##### Excerpt provided
As you might imagine, the Internet provides an inexhaustible source of such material.
In late June, Microsoft released a new kind of artificial intelligence technology that could generate its own computer code.
Called Copilot, the tool was designed to speed the work of professional programmers. As they typed away on their laptops, it would suggest ready-made blocks of computer code they could instantly add to their own...
Like many cutting-edge A.I. technologies, Copilot developed its skills by analyzing vast amounts of data. In this case, it relied on billions of lines of computer code posted to the internet. Mr. Butterick, 52, equates this process to piracy, because the system does not acknowledge its debt to existing work. His lawsuit claims that Microsoft and its collaborators violated the legal rights of millions of programmers who spent years writing the original code.
Artists, writers, composers and other creative types increasingly worry that companies and researchers are using their work to create new technology without their consent and without providing compensation. Companies train a wide variety of systems in this way, including art generators, speech recognition systems like Siri and Alexa, and even driverless cars.
(Via NYTimes)
Science fiction writers, as always are far ahead, often by generations. Such is the case even here. In his 1943 short story Q.U.R., Anthony Boucher describes how royalties should be paid to the subjects of machine learning:
"I got one of those new electronic cameras - you know, one thousand exposures per second... So we took pictures of Guzub making a Three Planets, and I could construct this one to do it exactly right down to the thousandth of a second. The proper proportion of vuzd, in case you're interested, works out to three-point-six-five-four-seven eight-two-three drops. It's done with a flip of the third joint of the tentacle on the down beat. It didn't seem right to use Guzub to make a robot that would compete with him and probably drive him out of business, so we've promised him a generous pension from the royalties on usuform barkeeps."
##########
##### Given data
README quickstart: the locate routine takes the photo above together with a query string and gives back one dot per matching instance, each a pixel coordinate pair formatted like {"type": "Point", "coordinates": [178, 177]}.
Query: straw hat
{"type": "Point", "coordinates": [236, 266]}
##########
## Task instructions:
Answer these questions using the excerpt on Copilot and machine learning:
(a) When did Microsoft release Copilot?
(b) What data did Copilot rely on to develop its skills?
(c) In the 1943 short story Q.U.R., what was Guzub promised?

## Task response:
(a) In late June.
(b) Billions of lines of computer code posted to the internet.
(c) A generous pension from the royalties on usuform barkeeps.